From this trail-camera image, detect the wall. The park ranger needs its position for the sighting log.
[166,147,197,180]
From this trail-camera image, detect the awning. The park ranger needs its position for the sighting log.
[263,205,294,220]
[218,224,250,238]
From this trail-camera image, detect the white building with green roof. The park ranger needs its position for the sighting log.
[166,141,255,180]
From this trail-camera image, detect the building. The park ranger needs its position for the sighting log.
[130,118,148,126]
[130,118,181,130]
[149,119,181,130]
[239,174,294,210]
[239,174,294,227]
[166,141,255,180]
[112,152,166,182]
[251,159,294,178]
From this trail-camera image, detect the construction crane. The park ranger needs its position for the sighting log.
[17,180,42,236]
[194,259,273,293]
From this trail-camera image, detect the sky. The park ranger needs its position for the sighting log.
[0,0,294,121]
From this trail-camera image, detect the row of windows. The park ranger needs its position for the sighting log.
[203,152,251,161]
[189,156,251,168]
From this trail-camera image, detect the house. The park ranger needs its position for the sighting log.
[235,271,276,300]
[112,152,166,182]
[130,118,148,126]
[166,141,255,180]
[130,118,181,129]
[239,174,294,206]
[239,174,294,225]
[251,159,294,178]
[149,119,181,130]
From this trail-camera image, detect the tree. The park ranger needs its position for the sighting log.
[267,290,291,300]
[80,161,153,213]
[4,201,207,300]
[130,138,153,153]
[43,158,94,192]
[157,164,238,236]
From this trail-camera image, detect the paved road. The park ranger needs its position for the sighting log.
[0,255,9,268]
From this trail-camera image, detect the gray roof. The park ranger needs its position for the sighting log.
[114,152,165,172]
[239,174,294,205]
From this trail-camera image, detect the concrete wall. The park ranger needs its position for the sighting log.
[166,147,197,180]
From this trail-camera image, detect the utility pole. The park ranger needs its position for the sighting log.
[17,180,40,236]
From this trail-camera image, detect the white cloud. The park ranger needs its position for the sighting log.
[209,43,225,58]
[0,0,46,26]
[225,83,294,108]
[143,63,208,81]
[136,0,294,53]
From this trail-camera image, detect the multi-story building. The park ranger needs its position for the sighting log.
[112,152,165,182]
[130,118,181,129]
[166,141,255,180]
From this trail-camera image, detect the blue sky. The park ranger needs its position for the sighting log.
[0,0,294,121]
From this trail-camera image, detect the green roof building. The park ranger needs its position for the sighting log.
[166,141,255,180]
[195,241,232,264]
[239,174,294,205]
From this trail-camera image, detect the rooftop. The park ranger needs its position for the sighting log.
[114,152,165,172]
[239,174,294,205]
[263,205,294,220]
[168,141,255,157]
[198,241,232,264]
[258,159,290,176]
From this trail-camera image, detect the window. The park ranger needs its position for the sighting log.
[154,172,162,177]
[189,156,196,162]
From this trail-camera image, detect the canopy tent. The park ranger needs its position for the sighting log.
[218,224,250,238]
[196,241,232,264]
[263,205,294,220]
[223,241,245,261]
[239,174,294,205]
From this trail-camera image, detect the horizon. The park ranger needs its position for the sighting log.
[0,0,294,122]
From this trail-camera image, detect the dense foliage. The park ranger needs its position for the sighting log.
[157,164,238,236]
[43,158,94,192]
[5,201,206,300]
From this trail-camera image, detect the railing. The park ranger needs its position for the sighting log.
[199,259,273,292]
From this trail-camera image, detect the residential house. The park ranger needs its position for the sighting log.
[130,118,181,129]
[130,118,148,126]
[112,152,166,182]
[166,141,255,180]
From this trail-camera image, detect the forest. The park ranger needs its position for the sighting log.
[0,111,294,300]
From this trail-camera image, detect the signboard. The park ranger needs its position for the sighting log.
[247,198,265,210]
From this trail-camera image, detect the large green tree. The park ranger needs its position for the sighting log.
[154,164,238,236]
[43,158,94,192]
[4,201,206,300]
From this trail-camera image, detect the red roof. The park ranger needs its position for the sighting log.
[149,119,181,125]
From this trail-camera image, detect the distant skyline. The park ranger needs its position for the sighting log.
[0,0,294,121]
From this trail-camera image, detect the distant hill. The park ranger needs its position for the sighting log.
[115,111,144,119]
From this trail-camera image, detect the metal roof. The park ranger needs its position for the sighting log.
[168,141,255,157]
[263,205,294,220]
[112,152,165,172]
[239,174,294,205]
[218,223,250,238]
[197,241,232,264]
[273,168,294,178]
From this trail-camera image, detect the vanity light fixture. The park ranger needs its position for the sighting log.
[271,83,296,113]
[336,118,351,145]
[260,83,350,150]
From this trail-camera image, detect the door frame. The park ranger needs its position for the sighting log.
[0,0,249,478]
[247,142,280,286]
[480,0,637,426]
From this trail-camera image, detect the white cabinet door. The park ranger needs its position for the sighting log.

Task statement: Pull out every line of the material that includes the word "tree", matching case exactly.

Full output:
From this trail-camera image, detect the tree. The park ranger needs its position for the sighting log.
From this trail-camera image, detect the large green tree. The park ranger needs its position for the sighting log.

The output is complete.